Items listed in a dataset:
*-*-*

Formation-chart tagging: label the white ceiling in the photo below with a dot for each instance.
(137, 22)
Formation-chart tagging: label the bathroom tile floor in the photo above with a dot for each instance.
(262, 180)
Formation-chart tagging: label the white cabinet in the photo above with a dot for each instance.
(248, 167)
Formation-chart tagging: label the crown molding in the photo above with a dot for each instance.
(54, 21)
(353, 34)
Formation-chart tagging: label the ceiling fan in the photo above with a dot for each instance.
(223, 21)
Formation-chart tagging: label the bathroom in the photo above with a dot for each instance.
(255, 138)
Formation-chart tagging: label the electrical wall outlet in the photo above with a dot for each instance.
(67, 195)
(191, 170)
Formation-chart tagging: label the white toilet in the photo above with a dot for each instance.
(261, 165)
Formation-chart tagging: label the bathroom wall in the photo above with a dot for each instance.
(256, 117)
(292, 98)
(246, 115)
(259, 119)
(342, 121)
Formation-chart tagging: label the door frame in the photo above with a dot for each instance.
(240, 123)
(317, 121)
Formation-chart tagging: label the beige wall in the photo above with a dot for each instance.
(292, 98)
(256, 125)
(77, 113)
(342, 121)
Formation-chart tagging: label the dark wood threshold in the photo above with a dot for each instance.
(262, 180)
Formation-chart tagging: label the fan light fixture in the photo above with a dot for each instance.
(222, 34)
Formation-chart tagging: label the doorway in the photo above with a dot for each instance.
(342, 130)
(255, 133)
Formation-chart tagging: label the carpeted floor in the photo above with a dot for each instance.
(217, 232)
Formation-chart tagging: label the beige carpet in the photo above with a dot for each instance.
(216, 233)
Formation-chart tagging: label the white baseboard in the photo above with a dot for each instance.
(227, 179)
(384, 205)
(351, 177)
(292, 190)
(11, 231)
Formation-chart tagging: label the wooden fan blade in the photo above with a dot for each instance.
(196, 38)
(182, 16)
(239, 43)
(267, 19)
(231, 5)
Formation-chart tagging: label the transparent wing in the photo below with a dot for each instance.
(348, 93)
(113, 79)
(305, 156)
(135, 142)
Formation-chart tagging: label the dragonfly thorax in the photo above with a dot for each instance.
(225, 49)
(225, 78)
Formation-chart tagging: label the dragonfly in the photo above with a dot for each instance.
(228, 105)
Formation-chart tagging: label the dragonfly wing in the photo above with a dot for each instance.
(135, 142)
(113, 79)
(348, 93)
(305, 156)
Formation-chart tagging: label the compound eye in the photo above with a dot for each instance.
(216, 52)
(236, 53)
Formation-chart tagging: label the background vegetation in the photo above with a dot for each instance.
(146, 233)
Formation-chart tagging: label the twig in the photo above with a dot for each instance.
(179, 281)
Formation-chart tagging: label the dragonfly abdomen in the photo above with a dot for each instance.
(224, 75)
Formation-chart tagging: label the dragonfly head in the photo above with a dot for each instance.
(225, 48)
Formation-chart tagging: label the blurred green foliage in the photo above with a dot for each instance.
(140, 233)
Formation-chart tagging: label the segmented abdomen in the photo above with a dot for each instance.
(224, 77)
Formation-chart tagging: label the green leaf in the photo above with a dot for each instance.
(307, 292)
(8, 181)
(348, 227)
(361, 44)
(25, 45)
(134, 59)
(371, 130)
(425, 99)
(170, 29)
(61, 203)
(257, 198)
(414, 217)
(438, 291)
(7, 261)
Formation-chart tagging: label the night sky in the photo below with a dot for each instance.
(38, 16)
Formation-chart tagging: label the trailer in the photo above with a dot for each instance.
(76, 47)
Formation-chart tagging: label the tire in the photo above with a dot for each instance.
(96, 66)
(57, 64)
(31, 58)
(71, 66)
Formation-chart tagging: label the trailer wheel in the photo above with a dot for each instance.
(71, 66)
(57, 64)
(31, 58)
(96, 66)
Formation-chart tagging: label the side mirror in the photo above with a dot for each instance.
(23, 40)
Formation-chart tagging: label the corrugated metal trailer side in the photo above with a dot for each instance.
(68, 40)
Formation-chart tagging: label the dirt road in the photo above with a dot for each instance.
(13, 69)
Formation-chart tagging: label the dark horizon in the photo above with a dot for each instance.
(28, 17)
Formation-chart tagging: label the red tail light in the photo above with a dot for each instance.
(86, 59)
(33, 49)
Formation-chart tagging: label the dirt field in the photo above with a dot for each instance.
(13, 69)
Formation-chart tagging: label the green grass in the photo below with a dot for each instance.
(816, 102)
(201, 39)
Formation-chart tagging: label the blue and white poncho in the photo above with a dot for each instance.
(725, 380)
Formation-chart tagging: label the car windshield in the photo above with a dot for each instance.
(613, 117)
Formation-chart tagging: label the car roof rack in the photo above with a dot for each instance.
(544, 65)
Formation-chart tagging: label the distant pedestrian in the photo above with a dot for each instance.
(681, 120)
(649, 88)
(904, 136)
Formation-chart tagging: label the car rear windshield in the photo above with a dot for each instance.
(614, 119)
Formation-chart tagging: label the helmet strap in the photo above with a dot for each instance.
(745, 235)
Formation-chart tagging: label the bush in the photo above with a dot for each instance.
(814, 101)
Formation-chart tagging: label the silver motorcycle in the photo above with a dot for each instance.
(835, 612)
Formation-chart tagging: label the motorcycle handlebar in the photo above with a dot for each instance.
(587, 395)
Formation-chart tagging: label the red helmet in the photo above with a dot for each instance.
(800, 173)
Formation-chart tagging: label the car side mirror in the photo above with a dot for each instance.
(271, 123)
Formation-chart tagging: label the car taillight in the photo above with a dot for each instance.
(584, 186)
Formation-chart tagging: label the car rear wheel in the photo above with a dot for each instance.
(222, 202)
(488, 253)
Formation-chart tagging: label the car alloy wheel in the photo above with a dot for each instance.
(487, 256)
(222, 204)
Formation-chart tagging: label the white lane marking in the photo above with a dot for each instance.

*-*-*

(HOW TO COMPLETE THIS TASK): Go through the records and repeat each one exactly as written.

(ANSWER TO THIS TASK):
Formation-chart tagging: label the white ceiling in the photo below with a dot for each instance.
(137, 22)
Formation-chart tagging: label the bathroom tile floor in the photo above with a dot for each instance.
(262, 180)
Formation-chart tagging: label the white cabinet in the photo above with a dot for each instance.
(248, 167)
Formation-chart tagging: label the crown molding in the photo above with a dot for each instance.
(54, 21)
(353, 34)
Formation-chart tagging: label the ceiling fan in the photo above with a dot for each instance.
(223, 21)
Formation-chart tagging: label the bathroom in the photo above with a dot for each instance.
(255, 138)
Formation-chart tagging: label the electrical wall outlet in the photo above with a dot for each instance.
(67, 195)
(191, 170)
Formation-chart tagging: label the white toilet in the photo above with a dot for each instance.
(261, 165)
Formation-chart tagging: label the bathroom wall in the photo above with a dot for each instance.
(256, 117)
(292, 98)
(246, 115)
(259, 119)
(342, 121)
Formation-chart tagging: label the door frame in the photo above with a dot for each instance.
(240, 123)
(317, 121)
Formation-chart tagging: label the beige wall in the photo above with a dot for each instance.
(292, 98)
(256, 125)
(77, 113)
(342, 121)
Formation-chart tagging: label the dark wood threshold in the photo above with a dot for each instance.
(262, 180)
Formation-chart tagging: label the fan light fixture in the photo above with a dot for each instance.
(222, 34)
Formation-chart tagging: label the doorway in the photo above with a dot for each instance.
(342, 130)
(255, 133)
Formation-chart tagging: label the carpeted floor in the photo above with a dot for each instance.
(217, 232)
Formation-chart tagging: label the beige carpet in the photo above with a dot for each instance.
(216, 233)
Formation-chart tagging: label the white baseboard in the photo above with a dot for each instance.
(227, 179)
(384, 205)
(351, 177)
(292, 190)
(11, 231)
Formation-chart tagging: label the wooden fan blade in the photo above with a dot for each instance.
(196, 38)
(182, 16)
(239, 43)
(267, 19)
(231, 5)
Formation-chart tagging: label the transparent wing in the photo below with a dot for each instance.
(348, 93)
(113, 79)
(305, 156)
(135, 142)
Formation-chart tagging: label the dragonfly thorax in the photo above with a dot for each instance.
(225, 49)
(225, 78)
Formation-chart tagging: label the dragonfly in the photo above with a dot for each instance.
(228, 105)
Formation-chart tagging: label the dragonfly wing in the photo above with a dot for each instance.
(135, 142)
(113, 79)
(348, 93)
(305, 156)
Formation-chart tagging: label the compound eye in the photo above with a dot for each instance.
(216, 52)
(236, 53)
Formation-chart tagging: label the background vegetation in the photo above with a dot for each instance.
(146, 233)
Formation-chart tagging: label the twig in the photo above with a dot for each instance.
(179, 281)
Formation-chart tagging: label the dragonfly abdomen in the photo above with a dot for each instance.
(224, 75)
Formation-chart tagging: label the dragonfly head in the photo above with a dot for each instance.
(225, 48)
Formation-chart tagging: label the blurred green foliage in the photo above with a dot for each instance.
(140, 233)
Formation-chart tagging: label the segmented abdomen in the photo above with a dot for each instance.
(224, 77)
Formation-chart tagging: label the green leaf in the photo above with a dot for each instance.
(307, 292)
(8, 181)
(348, 227)
(361, 44)
(25, 45)
(134, 59)
(371, 130)
(425, 99)
(170, 29)
(61, 203)
(257, 198)
(414, 217)
(438, 291)
(7, 261)
Formation-chart tagging: label the night sky in the photo below with a dot for each instance.
(38, 16)
Formation-chart tagging: label the trailer in the photo above with a dot for each instance.
(76, 47)
Formation-chart tagging: label the tire in the photo above with a dot for each instance.
(96, 66)
(57, 64)
(31, 58)
(71, 66)
Formation-chart tagging: label the trailer wheel in the photo above with a dot for each instance.
(71, 66)
(57, 64)
(31, 58)
(96, 66)
Formation-chart tagging: label the side mirror in the photo above with a dot for each instance.
(23, 40)
Formation-chart tagging: label the corrugated metal trailer side in the photo above with a dot for each instance.
(68, 40)
Formation-chart tagging: label the dirt road in the photo above with a dot for each instance.
(13, 69)
Formation-chart tagging: label the dark horizon in the photo above with a dot for each instance.
(28, 17)
Formation-chart tagging: label the red tail light in the photo above with a dot for each instance.
(86, 59)
(33, 49)
Formation-chart tagging: label the dirt field in the photo above with a dot for each instance.
(13, 69)
Formation-chart tagging: label the green grass in the photo below with a dot for each instance.
(816, 102)
(201, 39)
Formation-chart tagging: label the blue and white poncho in the photo above with a dot for each instance.
(725, 380)
Formation-chart tagging: label the car windshield in the photo above with a dot for each instance.
(613, 117)
Formation-chart tagging: label the car roof rack in the photo above with a dot for each instance.
(544, 65)
Formation-chart tagging: label the distant pedestrian in the photo above with a dot for each instance.
(681, 120)
(649, 88)
(904, 136)
Formation-chart tagging: label the car rear windshield in the photo above with a dot for each instance.
(614, 119)
Formation-chart tagging: label the helmet strap in the photo above with a dot for each instance.
(745, 235)
Formation-chart tagging: label the bush in the photo above with a dot for each instance.
(814, 101)
Formation-chart tagging: label the silver motorcycle in the photo above with a dot for each instance.
(835, 612)
Formation-chart tagging: label the motorcycle handlebar in the photo above with a dot for each instance.
(587, 395)
Formation-chart tagging: label the red helmet in the photo above with a dot for each instance.
(800, 173)
Formation-chart tagging: label the car side mirror in the photo above with a dot for each instance.
(271, 123)
Formation-chart tagging: label the car taillight in the photo above with a dot for each instance.
(584, 186)
Formation-chart tagging: label the car rear wheel in the photo above with a dot for each instance.
(222, 202)
(488, 253)
Formation-chart tagging: label the car alloy wheel in the photo above with a dot for each instance.
(487, 256)
(222, 204)
Formation-chart tagging: label the white lane marking in the photo above with a dot for each instance.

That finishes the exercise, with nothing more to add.